All documents filed pursuant to Sections 13(a), 13(c), 14 and 15(d) of the Exchange Act after the date of this Registration Statement and prior to the filing of a post-effective amendment which indicates that all securities offered hereby have been sold or which deregisters all securities then remaining unsold shall be deemed to be incorporated by reference into this Registration Statement and to be a part hereof from the date of filing of such documents. Any statement contained in a document incorporated or deemed to be incorporated by reference herein shall be deemed to be modified or superseded for purposes of this Registration Statement to the extent that a statement contained herein or in any other subsequently filed document which also is or is deemed to be incorporated by reference herein modifies or supersedes such statement. Any such statement so modified or superseded shall not be deemed, except as so modified or superseded, to constitute a part of this Registration Statement.

 

ITEM 4. Description of Securities

 

Not applicable.
+--
§ **Stated goal 1**:
Which sections of the Exchange Act does the registration statement excerpt list for documents filed after the registration statement's date?

§ **Lines of data**:
+--
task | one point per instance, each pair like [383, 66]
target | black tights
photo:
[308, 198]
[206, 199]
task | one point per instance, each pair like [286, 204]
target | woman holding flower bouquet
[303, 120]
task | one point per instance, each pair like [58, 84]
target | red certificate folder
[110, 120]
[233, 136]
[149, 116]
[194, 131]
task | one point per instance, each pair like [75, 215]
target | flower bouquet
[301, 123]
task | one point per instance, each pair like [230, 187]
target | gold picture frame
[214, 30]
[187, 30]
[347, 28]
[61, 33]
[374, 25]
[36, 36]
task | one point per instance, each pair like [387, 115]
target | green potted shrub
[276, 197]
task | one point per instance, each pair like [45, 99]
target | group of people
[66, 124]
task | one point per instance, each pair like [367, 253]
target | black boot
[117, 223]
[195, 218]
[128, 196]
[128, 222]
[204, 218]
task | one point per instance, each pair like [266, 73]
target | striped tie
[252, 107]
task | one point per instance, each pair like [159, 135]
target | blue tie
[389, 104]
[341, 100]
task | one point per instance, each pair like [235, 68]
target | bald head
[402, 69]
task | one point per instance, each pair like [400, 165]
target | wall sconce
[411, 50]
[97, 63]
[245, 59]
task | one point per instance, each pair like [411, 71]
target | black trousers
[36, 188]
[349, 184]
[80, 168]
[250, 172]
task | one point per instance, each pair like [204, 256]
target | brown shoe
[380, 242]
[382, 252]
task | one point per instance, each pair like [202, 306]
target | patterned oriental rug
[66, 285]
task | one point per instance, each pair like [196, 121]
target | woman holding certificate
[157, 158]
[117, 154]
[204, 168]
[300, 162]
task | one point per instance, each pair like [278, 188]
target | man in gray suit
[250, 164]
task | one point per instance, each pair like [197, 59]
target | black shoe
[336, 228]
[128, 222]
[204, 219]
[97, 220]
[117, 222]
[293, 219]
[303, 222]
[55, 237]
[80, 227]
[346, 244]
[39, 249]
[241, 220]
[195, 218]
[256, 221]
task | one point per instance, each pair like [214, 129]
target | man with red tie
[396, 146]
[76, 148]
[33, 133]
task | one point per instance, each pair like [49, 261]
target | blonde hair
+--
§ **Stated goal 2**:
Can you duplicate the records from the line containing "task | one point per instance, each pair like [367, 253]" through the final line of the records, including both?

§ **Right answer 1**:
Sections 13(a), 13(c), 14 and 15(d).

§ **Right answer 2**:
task | one point per instance, each pair like [367, 253]
target | black boot
[117, 223]
[195, 218]
[128, 196]
[128, 222]
[204, 218]
task | one point per instance, each pair like [266, 73]
target | striped tie
[252, 107]
task | one point per instance, each pair like [159, 135]
target | blue tie
[389, 104]
[341, 100]
task | one point per instance, each pair like [235, 68]
target | bald head
[402, 69]
task | one point per instance, each pair like [400, 165]
target | wall sconce
[411, 50]
[97, 63]
[245, 59]
task | one point per instance, each pair like [411, 71]
target | black trousers
[36, 188]
[349, 184]
[80, 168]
[250, 172]
task | one point per instance, each pair like [204, 256]
target | brown shoe
[380, 242]
[382, 252]
task | one point per instance, each pair like [202, 306]
target | patterned oriental rug
[66, 285]
task | one point per instance, each pair like [196, 121]
target | woman holding certificate
[157, 158]
[117, 154]
[204, 168]
[300, 162]
task | one point per instance, each pair like [278, 188]
target | man in gray suit
[250, 164]
task | one point per instance, each pair like [197, 59]
target | black shoe
[336, 228]
[128, 222]
[204, 219]
[97, 220]
[117, 222]
[293, 219]
[303, 222]
[55, 237]
[80, 227]
[346, 244]
[39, 249]
[241, 220]
[195, 218]
[256, 221]
task | one point per instance, each pair like [214, 129]
target | man with red tie
[396, 146]
[76, 148]
[33, 133]
task | one point per instance, each pair like [49, 261]
target | blonde hair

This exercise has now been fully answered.